## Region outline entries:
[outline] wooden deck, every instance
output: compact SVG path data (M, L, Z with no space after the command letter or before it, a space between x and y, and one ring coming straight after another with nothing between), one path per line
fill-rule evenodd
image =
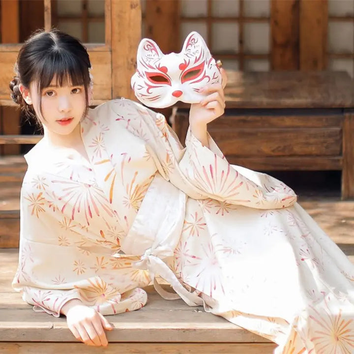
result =
M16 247L18 242L20 187L26 169L22 159L14 158L11 168L0 159L1 354L273 353L275 345L264 338L201 307L164 300L151 288L145 307L108 317L115 329L108 333L110 345L105 349L77 343L64 317L33 312L11 288L18 250L8 247ZM338 193L330 191L325 196L301 195L299 202L354 262L354 201L341 201Z

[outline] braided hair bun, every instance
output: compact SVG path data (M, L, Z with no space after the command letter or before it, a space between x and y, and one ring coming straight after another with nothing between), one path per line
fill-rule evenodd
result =
M11 97L12 100L17 104L21 105L23 103L22 95L20 92L19 87L19 78L17 76L14 76L13 79L10 82L9 85L10 89L11 90Z

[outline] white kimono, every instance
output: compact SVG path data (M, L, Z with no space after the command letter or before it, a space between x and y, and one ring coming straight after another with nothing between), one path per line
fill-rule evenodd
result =
M25 156L13 286L35 311L59 316L73 298L136 310L158 275L277 353L352 352L354 267L290 188L230 165L210 137L208 148L189 132L183 149L133 101L81 124L89 161L45 138Z

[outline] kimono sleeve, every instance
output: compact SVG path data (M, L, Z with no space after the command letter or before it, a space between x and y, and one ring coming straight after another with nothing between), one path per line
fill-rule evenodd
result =
M117 116L116 120L124 121L126 129L147 142L162 177L189 197L259 209L296 202L294 191L280 181L230 164L210 135L207 148L189 130L183 148L162 114L129 100L111 105L114 118Z
M188 180L213 199L260 209L293 205L294 191L266 174L231 165L208 134L208 147L188 131L186 151L178 165Z
M66 268L67 260L75 251L65 246L64 239L60 244L60 235L55 227L57 221L46 210L47 203L43 190L24 182L19 264L12 287L23 293L24 300L32 305L34 311L58 317L65 303L80 296L67 276L72 269Z

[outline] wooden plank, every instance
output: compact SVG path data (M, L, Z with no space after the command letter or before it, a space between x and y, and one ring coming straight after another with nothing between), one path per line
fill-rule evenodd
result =
M177 305L177 302L179 305ZM150 306L153 303L153 307ZM149 294L148 303L139 311L106 317L114 327L107 333L107 339L110 342L120 343L269 343L221 317L205 312L201 308L196 311L182 303L181 300L169 301L158 295ZM178 308L181 306L182 309ZM76 340L67 328L65 318L54 318L43 313L35 314L30 305L17 308L15 305L0 308L1 341Z
M340 127L254 129L230 127L227 130L210 127L208 131L227 155L339 156L342 154Z
M297 70L299 68L299 4L298 0L271 1L272 70Z
M251 170L272 171L340 171L342 157L339 156L262 156L245 157L226 155L231 164Z
M248 128L325 128L341 127L343 116L341 115L306 116L285 116L277 114L265 115L264 111L259 115L224 115L211 122L208 126L215 129L229 129L231 127ZM185 119L188 121L188 116Z
M111 0L105 0L105 43L110 51L112 50L112 18L111 17Z
M354 107L353 81L344 71L228 70L226 108L335 108ZM177 102L179 108L189 105Z
M111 53L89 51L88 54L93 76L93 99L111 99L112 85Z
M79 343L0 343L2 354L62 354L64 353L85 353L97 354L102 351L105 354L271 354L276 347L270 344L238 343L111 343L103 349Z
M135 98L130 78L135 71L141 37L140 0L112 0L113 97Z
M28 14L30 13L30 16ZM44 27L44 1L27 0L20 3L20 41L24 42L38 28Z
M17 248L19 246L19 218L0 218L0 248Z
M179 32L177 30L178 0L146 1L145 30L147 36L156 42L163 53L180 51Z
M21 182L25 173L2 173L0 172L0 183L5 182Z
M36 144L42 137L41 135L2 135L0 145Z
M299 68L303 71L324 70L327 67L328 1L300 2Z
M18 0L1 0L0 30L2 43L18 43L20 38Z
M12 107L0 107L2 111L2 134L18 134L21 133L21 111ZM20 146L18 144L6 144L3 147L4 155L16 155L20 153Z
M343 129L342 198L354 198L354 115L345 115Z
M20 40L19 2L17 0L13 0L13 1L3 1L2 0L1 7L0 24L1 24L1 43L18 43ZM1 61L0 61L0 62ZM6 88L6 98L9 98L10 96L8 85L13 76L13 68L14 63L15 60L12 61L11 70L8 72L10 75L5 75L7 81L5 83L4 88ZM1 65L1 68L0 69L0 76L1 73L4 72L3 69L4 68ZM0 86L2 87L3 78L1 78L0 80L0 83L1 83ZM0 88L0 91L1 89ZM0 107L0 109L1 110L2 133L3 134L19 134L21 131L20 112L4 107ZM20 147L17 145L3 147L2 150L2 153L5 155L17 154L20 152Z

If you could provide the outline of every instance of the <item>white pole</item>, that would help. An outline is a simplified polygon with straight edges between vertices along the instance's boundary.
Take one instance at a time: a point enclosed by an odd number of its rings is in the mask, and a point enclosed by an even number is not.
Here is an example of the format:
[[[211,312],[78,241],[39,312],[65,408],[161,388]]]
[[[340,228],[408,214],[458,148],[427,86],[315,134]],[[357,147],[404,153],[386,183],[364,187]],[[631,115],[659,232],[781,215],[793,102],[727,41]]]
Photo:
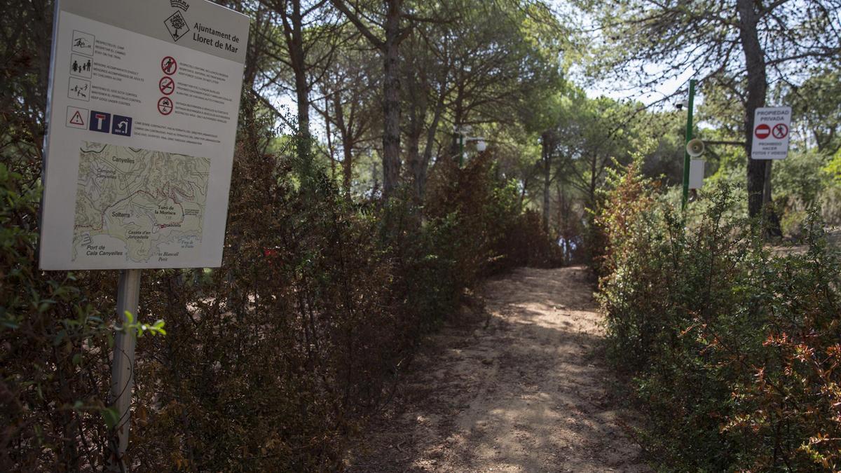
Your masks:
[[[140,295],[140,270],[123,269],[119,272],[117,287],[117,320],[125,324],[128,311],[137,322],[138,300]],[[114,337],[114,362],[111,364],[111,405],[117,409],[119,420],[114,428],[110,466],[112,470],[125,471],[123,455],[129,446],[131,427],[129,407],[135,387],[135,343],[137,333],[134,330],[118,332]]]

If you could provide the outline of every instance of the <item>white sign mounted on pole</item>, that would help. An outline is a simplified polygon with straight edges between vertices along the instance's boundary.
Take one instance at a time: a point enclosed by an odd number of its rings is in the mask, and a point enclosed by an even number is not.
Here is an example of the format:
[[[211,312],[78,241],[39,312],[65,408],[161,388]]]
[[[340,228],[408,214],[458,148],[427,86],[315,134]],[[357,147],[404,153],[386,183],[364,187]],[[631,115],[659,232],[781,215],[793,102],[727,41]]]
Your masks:
[[[754,113],[751,159],[785,159],[788,155],[791,107],[763,107]]]
[[[248,29],[205,0],[59,0],[42,269],[221,264]]]

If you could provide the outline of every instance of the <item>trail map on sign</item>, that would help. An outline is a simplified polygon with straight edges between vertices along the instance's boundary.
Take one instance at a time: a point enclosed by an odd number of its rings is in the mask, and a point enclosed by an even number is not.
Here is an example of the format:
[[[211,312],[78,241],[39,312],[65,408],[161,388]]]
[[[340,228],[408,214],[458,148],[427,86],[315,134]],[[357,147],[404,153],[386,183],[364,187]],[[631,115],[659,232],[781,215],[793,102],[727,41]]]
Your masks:
[[[210,160],[83,141],[72,259],[177,259],[202,239]]]

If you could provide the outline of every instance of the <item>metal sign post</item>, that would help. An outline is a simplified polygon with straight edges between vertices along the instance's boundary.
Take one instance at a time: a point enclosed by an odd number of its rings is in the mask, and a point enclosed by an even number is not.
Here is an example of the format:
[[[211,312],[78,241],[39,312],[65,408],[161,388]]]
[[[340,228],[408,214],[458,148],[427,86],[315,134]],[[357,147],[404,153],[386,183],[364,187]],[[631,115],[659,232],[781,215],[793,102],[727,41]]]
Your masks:
[[[136,331],[125,328],[129,322],[125,313],[132,315],[137,321],[139,298],[140,295],[140,269],[123,269],[119,272],[119,284],[117,286],[117,319],[123,329],[114,336],[114,363],[111,364],[111,406],[117,410],[119,420],[114,427],[115,438],[113,440],[112,470],[124,470],[123,455],[129,447],[129,430],[131,417],[129,407],[131,406],[131,393],[135,386],[135,344]]]
[[[689,81],[689,110],[687,110],[688,114],[686,115],[686,142],[689,143],[692,139],[692,109],[695,106],[695,79],[690,79]],[[684,150],[684,189],[683,189],[683,203],[681,209],[686,208],[686,201],[689,199],[689,169],[691,166],[690,162],[689,151]]]
[[[126,313],[141,269],[221,265],[250,22],[206,0],[57,0],[54,18],[39,266],[121,270],[105,415],[124,470]]]

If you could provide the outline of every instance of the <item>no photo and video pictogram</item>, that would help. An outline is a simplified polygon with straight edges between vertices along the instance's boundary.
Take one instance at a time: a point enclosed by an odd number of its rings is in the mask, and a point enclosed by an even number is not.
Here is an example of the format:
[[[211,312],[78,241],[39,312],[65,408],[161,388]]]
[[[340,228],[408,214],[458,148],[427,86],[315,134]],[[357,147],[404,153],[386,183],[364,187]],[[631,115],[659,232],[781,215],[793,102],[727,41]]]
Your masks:
[[[172,113],[172,101],[169,97],[161,97],[158,99],[158,112],[161,115],[168,115]]]
[[[178,63],[176,62],[174,57],[167,56],[161,60],[161,70],[163,71],[164,74],[172,76],[178,70]]]

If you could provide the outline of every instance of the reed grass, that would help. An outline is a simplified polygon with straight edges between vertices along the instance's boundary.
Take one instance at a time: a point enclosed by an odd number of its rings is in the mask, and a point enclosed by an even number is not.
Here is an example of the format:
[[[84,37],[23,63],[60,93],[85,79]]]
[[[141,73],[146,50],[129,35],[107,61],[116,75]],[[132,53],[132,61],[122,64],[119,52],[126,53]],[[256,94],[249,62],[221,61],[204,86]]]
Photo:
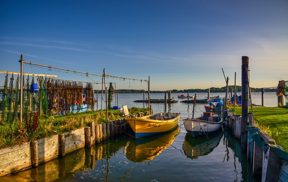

## Aim:
Count the lines in the material above that contain the string "white". Give only the number.

## Answer to the task:
3